- **ASSIGNMENT**:
Repeat each record word for word. Leave nothing out.

──────── EXTRACTED MATERIAL ────────

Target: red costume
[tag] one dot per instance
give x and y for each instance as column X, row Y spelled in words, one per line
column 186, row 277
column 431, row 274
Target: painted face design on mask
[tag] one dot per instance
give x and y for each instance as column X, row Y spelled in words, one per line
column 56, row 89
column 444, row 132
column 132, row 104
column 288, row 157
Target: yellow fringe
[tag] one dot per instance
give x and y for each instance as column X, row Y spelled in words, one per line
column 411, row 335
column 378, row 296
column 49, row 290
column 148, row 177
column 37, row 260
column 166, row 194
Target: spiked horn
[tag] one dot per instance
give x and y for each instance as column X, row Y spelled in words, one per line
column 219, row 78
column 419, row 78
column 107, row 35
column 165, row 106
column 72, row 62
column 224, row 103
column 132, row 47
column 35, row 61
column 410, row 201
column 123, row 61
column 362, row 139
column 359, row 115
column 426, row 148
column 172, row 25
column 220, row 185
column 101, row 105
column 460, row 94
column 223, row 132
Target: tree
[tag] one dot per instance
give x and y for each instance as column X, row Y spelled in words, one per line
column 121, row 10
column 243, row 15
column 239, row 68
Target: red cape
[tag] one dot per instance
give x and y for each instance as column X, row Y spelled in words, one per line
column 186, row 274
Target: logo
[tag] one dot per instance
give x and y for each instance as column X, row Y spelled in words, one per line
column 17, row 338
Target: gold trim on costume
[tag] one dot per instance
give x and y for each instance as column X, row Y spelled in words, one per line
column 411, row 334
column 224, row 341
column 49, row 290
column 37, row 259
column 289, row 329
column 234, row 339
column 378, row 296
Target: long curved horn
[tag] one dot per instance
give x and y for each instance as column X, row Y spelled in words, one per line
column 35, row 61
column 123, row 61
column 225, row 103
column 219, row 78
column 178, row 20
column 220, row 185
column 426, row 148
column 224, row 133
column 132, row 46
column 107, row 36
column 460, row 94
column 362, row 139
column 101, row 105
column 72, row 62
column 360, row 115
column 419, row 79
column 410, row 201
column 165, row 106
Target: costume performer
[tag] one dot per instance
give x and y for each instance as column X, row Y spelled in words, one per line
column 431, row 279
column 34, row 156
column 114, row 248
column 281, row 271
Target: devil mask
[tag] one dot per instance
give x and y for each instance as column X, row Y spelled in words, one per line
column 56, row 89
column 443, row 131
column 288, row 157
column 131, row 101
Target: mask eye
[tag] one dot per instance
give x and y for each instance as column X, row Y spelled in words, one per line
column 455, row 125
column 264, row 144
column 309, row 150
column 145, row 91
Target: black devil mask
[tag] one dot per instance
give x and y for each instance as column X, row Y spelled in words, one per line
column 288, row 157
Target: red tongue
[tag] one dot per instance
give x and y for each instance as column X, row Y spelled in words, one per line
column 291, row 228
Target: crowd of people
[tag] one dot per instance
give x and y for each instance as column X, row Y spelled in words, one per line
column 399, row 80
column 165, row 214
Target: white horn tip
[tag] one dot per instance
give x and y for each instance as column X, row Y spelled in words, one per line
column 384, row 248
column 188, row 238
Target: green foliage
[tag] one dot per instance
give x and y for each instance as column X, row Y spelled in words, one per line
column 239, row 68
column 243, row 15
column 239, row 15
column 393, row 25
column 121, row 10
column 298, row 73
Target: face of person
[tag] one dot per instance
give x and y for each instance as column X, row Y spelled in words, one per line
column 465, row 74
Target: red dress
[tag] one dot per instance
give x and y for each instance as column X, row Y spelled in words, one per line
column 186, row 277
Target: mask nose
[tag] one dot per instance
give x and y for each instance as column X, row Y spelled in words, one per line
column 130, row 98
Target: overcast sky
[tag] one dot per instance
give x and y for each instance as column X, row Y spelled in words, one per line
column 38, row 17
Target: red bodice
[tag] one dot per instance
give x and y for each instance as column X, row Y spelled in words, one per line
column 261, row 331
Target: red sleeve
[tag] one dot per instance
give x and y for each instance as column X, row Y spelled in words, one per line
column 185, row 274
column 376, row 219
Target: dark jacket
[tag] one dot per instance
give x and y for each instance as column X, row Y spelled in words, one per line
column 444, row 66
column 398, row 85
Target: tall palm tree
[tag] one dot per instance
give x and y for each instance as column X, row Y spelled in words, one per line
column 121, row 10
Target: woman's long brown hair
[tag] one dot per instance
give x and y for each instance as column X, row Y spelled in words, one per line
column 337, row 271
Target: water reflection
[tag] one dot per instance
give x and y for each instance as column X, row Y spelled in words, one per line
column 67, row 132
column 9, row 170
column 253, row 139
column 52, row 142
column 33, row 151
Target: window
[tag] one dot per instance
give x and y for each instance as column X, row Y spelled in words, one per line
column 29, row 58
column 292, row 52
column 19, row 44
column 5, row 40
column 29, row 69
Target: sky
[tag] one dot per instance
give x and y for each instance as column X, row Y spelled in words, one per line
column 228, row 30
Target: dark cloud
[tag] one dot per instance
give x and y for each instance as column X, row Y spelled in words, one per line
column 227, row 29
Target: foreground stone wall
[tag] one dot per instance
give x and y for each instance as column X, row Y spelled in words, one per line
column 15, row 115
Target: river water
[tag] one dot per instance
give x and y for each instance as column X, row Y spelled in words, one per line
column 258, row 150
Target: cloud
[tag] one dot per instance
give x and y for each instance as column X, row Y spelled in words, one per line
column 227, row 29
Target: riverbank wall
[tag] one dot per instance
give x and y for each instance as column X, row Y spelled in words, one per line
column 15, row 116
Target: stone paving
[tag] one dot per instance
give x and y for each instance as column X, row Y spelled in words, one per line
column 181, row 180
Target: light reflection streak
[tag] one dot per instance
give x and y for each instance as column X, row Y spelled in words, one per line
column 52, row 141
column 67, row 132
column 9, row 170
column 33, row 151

────────

- **TASK RESPONSE**:
Target: red costume
[tag] one dot per instance
give x and y for each instance as column X, row Y spelled in words, one per line
column 186, row 277
column 431, row 274
Target: painted face design on mask
[tag] one dot per instance
give x and y for each instance as column X, row Y spelled in words, one per line
column 56, row 89
column 444, row 132
column 132, row 104
column 288, row 157
Target: yellow fringe
[tag] one dot per instance
give x and y for each instance as column X, row Y spelled in words, one per line
column 411, row 335
column 378, row 296
column 49, row 290
column 148, row 177
column 37, row 260
column 166, row 194
Target: spiked horn
[tag] one dot per instance
give x and y for each instance as column X, row Y spelled in words, one per line
column 219, row 78
column 419, row 78
column 107, row 35
column 165, row 106
column 72, row 62
column 224, row 103
column 132, row 47
column 35, row 61
column 410, row 201
column 123, row 61
column 362, row 139
column 359, row 115
column 426, row 148
column 172, row 25
column 220, row 185
column 101, row 105
column 460, row 94
column 223, row 132
Target: tree
[tag] one dot per instance
give x and y for each instance as column X, row Y spelled in words, one per line
column 121, row 10
column 243, row 15
column 239, row 68
Target: red cape
[tag] one dot per instance
give x and y for each instance as column X, row Y spelled in words, one per line
column 186, row 274
Target: logo
[tag] one dot per instance
give x and y for each instance as column X, row Y spelled in words, one per line
column 17, row 338
Target: gold trim on costume
[tag] one dot per instance
give x and y for each instance as column X, row Y spelled in words, one per line
column 411, row 334
column 224, row 341
column 49, row 290
column 37, row 259
column 289, row 329
column 234, row 339
column 378, row 296
Target: long curved horn
[tag] one dot per instance
give x and y for each instance as column X, row Y spelled in words, one per line
column 35, row 61
column 123, row 61
column 225, row 103
column 219, row 78
column 178, row 20
column 220, row 185
column 426, row 148
column 224, row 133
column 132, row 46
column 107, row 36
column 460, row 94
column 362, row 139
column 101, row 105
column 72, row 62
column 360, row 115
column 419, row 79
column 410, row 201
column 165, row 106
Target: costume performer
[tag] one dot per instance
give x and y for each instance as column X, row Y spelled in words, one per line
column 431, row 279
column 34, row 156
column 114, row 248
column 281, row 271
Target: devil mask
[tag] one dot per instance
give x and y for each instance as column X, row Y spelled in words, one per line
column 56, row 89
column 443, row 131
column 288, row 157
column 131, row 101
Target: mask eye
[tag] one dot per instance
give x and y for each instance as column X, row Y spelled in words, one per line
column 455, row 125
column 264, row 144
column 309, row 150
column 145, row 91
Target: black devil mask
[tag] one dot per instance
give x and y for each instance as column X, row Y spelled in words, one per line
column 288, row 157
Target: red tongue
[tag] one dot per instance
give x and y for each instance as column X, row Y spelled in words, one per line
column 291, row 228
Target: crowd of people
[tag] one dot per instance
give x and y for each instance as column X, row Y spelled in words, one per line
column 399, row 80
column 165, row 214
Target: white horn tip
[tag] one dot per instance
give x and y for each instance as column X, row Y spelled in words, one per line
column 384, row 248
column 188, row 238
Target: green foliage
[tag] one dot per instance
give x and y for each instance as column X, row Y spelled in words, one per line
column 239, row 68
column 243, row 15
column 239, row 15
column 393, row 25
column 121, row 10
column 298, row 73
Target: face of person
[tag] one dot per instance
give x and y for each instance as column X, row Y spelled in words, one per line
column 465, row 74
Target: red dress
[tag] one dot per instance
give x and y for each instance as column X, row Y spelled in words, one per line
column 186, row 277
Target: mask nose
[tag] one dot per instance
give x and y for each instance as column X, row Y spelled in words, one per line
column 130, row 98
Target: overcast sky
[tag] one dot per instance
give x and y for each instance as column X, row Y spelled in words, one per line
column 38, row 17
Target: red bodice
[tag] one dot per instance
give x and y for each instance as column X, row Y spelled in words, one per line
column 261, row 331
Target: red sleeve
[tag] one dot per instance
give x and y for each instance as column X, row Y spelled in words, one per line
column 185, row 274
column 376, row 219
Target: dark jacket
[tag] one dot per instance
give x and y for each instance as column X, row Y spelled in words, one per line
column 444, row 66
column 398, row 85
Target: tall palm tree
[tag] one dot per instance
give x and y for each instance as column X, row Y spelled in words, one per line
column 121, row 10
Target: woman's long brown hair
[tag] one dot per instance
give x and y for each instance as column X, row Y spelled in words, one per line
column 337, row 271
Target: water reflection
[tag] one dot per instance
give x and y for each instance as column X, row Y spelled in words, one per line
column 67, row 132
column 9, row 170
column 253, row 139
column 52, row 142
column 33, row 151
Target: window
[tag] one dot per instance
give x and y for each instance as column X, row Y spelled in words, one per line
column 29, row 58
column 292, row 52
column 19, row 44
column 5, row 40
column 29, row 69
Target: sky
[tag] one dot per instance
give x and y for each instance as column X, row Y spelled in words, one per line
column 228, row 30
Target: dark cloud
[tag] one dot per instance
give x and y for each instance as column X, row Y spelled in words, one per line
column 227, row 29
Target: foreground stone wall
[tag] one dot per instance
give x and y for each instance as column X, row Y spelled in words, one per line
column 15, row 115
Target: river water
[tag] one dot per instance
give x and y for each instance as column X, row Y spelled in words, one per line
column 258, row 150
Target: cloud
[tag] one dot per instance
give x and y for each instance as column X, row Y spelled in words, one per line
column 227, row 29
Target: riverbank wall
[tag] one dot per instance
give x and y for each instance as column X, row Y spelled in words, one per line
column 15, row 116
Target: stone paving
[tag] one dot per instance
give x and y for each instance as column X, row Y spelled in words, one per line
column 181, row 180
Target: light reflection streak
[tag] one dot per instance
give x and y for each instance as column X, row Y spelled in words, one per line
column 52, row 141
column 67, row 132
column 9, row 170
column 33, row 151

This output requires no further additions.